▶ _What is needed_
Rewrite the entries below as a JSON list of strings, one string per line, skipping blank lines and leaving out the pictures.

▶ _Given data_
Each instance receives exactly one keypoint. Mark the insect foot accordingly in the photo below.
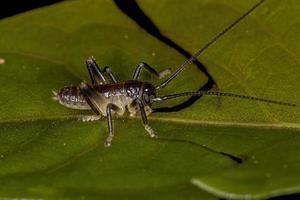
(150, 131)
(164, 73)
(108, 140)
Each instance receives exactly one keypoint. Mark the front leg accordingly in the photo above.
(148, 128)
(109, 109)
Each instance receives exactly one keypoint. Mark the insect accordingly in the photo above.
(109, 97)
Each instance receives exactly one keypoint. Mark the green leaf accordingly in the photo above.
(45, 152)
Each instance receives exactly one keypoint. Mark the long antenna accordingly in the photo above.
(215, 93)
(200, 51)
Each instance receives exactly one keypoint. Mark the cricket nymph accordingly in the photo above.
(122, 95)
(106, 96)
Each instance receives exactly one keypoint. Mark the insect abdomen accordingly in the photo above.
(71, 97)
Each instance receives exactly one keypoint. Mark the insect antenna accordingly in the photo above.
(215, 93)
(200, 51)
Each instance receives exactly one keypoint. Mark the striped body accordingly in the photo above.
(121, 95)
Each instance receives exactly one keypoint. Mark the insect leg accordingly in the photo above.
(94, 71)
(139, 67)
(145, 121)
(108, 140)
(110, 74)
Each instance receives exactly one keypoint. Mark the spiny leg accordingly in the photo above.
(108, 70)
(145, 120)
(142, 65)
(94, 71)
(109, 108)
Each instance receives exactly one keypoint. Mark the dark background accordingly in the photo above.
(12, 7)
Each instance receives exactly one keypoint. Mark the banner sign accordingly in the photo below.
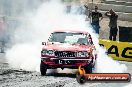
(118, 50)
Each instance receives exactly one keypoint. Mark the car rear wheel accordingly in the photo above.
(43, 69)
(88, 68)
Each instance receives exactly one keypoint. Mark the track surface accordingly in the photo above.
(19, 78)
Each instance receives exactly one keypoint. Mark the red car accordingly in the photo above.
(68, 49)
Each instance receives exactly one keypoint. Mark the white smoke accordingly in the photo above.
(25, 53)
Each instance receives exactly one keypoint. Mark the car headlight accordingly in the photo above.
(48, 52)
(82, 54)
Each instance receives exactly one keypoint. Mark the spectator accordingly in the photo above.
(95, 17)
(112, 24)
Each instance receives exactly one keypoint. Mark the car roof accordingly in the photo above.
(73, 31)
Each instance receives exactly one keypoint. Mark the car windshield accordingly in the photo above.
(68, 37)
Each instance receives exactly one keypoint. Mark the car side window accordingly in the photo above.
(90, 40)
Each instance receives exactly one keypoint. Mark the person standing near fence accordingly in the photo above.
(112, 24)
(95, 18)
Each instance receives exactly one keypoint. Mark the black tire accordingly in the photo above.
(81, 79)
(43, 69)
(88, 68)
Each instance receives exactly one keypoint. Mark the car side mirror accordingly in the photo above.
(43, 43)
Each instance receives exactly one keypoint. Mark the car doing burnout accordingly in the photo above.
(68, 49)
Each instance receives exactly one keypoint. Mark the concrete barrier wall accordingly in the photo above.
(124, 12)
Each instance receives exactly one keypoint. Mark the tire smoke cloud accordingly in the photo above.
(35, 29)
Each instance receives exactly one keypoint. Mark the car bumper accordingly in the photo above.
(67, 62)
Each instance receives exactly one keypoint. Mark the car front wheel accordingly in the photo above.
(43, 69)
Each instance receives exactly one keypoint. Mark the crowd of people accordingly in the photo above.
(96, 16)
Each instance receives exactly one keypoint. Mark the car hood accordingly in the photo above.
(67, 47)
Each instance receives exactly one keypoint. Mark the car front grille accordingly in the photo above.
(65, 54)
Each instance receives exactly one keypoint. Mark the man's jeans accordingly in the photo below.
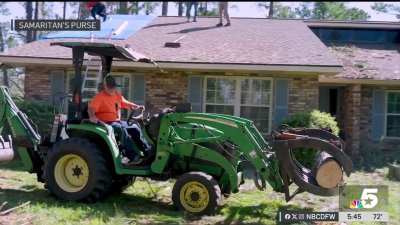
(129, 133)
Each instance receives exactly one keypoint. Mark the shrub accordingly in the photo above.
(313, 119)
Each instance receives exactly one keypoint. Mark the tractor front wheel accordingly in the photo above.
(196, 192)
(77, 170)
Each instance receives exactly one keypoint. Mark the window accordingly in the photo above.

▶ _Written solution_
[
  "Each instance receives exactly one keypoint. Mark the insect foot accordingly in the photo below.",
  "(150, 131)",
  "(164, 73)",
  "(108, 140)",
  "Each instance receives exactly one keypoint. Mark the front leg accordingly in the photo above.",
  "(148, 128)",
  "(109, 109)",
  "Each instance receives exactly one keypoint. Mark the insect accordingly in the photo above.",
  "(109, 97)",
  "Each instance receives exactly one keypoint. Mark the green leaf accordingly in the photo above.",
  "(45, 152)",
  "Each instance receives exactly one keypoint. Mark the long antenna accordingly in the photo above.",
  "(215, 93)",
  "(200, 51)",
  "Each instance receives exactly one keypoint. Mark the cricket nymph accordingly in the photo above.",
  "(122, 95)",
  "(106, 96)",
  "Each instance receives exactly one keypoint. Mark the insect abdomen accordingly in the photo above.",
  "(71, 97)",
  "Each instance receives exactly one keypoint. Mark the insect antenna accordingly in the photo above.",
  "(215, 93)",
  "(200, 51)",
  "Each instance receives exactly one keypoint. Mark the striped body accordingly in the photo above.",
  "(121, 95)",
  "Each instance receives exactly one keypoint. Mark the insect leg accordingly in the photo above.",
  "(94, 71)",
  "(139, 67)",
  "(145, 121)",
  "(108, 140)",
  "(110, 74)",
  "Each instance receives exactly one keypoint. Mark the spiny leg accordingly in the photo above.",
  "(108, 70)",
  "(145, 120)",
  "(142, 65)",
  "(94, 71)",
  "(109, 108)",
  "Each instance receives exactly one keypoint. Mark the dark background accordingly in the photo above.",
  "(12, 7)",
  "Each instance receives exactly one keypoint. Mark the banner sign accordingly in the photo below.",
  "(118, 50)",
  "Each instance receives exactly one keypoint. Mark the car rear wheel accordingly in the photo above.",
  "(43, 69)",
  "(88, 68)",
  "Each instance receives exactly one keypoint. Mark the track surface accordingly in the photo above.",
  "(19, 78)",
  "Each instance receives exactly one keypoint. Mark the red car accordingly in the photo above.",
  "(68, 49)",
  "Each instance receives exactly one keypoint. Mark the white smoke accordingly in the photo above.",
  "(25, 53)",
  "Each instance receives exactly one keypoint. Mark the car headlight accordingly in the photo above.",
  "(48, 52)",
  "(82, 54)",
  "Each instance receives exactly one keypoint. Mark the spectator accordingly in the photo above.",
  "(95, 17)",
  "(112, 24)",
  "Each instance receives exactly one keypoint. Mark the car roof accordingly in the photo above.",
  "(73, 31)",
  "Each instance receives exactly one keypoint. Mark the car windshield accordingly in the photo above.",
  "(68, 37)",
  "Each instance receives exactly one keypoint. Mark the car side window accordingly in the photo above.",
  "(90, 40)",
  "Each instance receives exactly one keypoint. Mark the person standing near fence accordingly in the photo above.",
  "(112, 24)",
  "(95, 18)",
  "Each instance receives exactly one keypoint. Mark the black tire accordingly in the photo above.",
  "(81, 79)",
  "(43, 69)",
  "(88, 68)",
  "Each instance receives exactly one keypoint. Mark the car side mirror accordingly in the photo above.",
  "(43, 43)",
  "Each instance receives exactly one keypoint. Mark the car doing burnout accordingly in the photo above.",
  "(68, 49)",
  "Each instance receives exactly one keypoint. Mark the concrete barrier wall accordingly in the photo above.",
  "(124, 12)",
  "Each instance receives exactly one keypoint. Mark the tire smoke cloud accordingly in the photo above.",
  "(35, 29)",
  "Each instance receives exactly one keypoint. Mark the car bumper accordingly in the photo above.",
  "(67, 62)",
  "Each instance receives exactly one keypoint. Mark the car front wheel accordingly in the photo above.",
  "(43, 69)",
  "Each instance receives exactly one keypoint. Mark the crowd of people accordingly in the photo above.",
  "(96, 16)",
  "Each instance receives exactly one keypoint. Mark the car hood accordingly in the photo above.",
  "(67, 47)",
  "Each instance receives exactly one keypoint. Mark the car front grille accordingly in the photo above.",
  "(65, 54)",
  "Each instance receives exactly one keypoint. Mark the man's jeans accordingly in the photo below.",
  "(129, 133)",
  "Each instance receives exactly one keypoint. Mark the shrub accordingly in the photo above.",
  "(313, 119)",
  "Each instance receives exactly one keypoint. Mark the tractor front wheel accordingly in the photo above.",
  "(196, 192)",
  "(77, 170)",
  "Each instance receives exactly one keypoint. Mark the window accordingly in the photo above."
]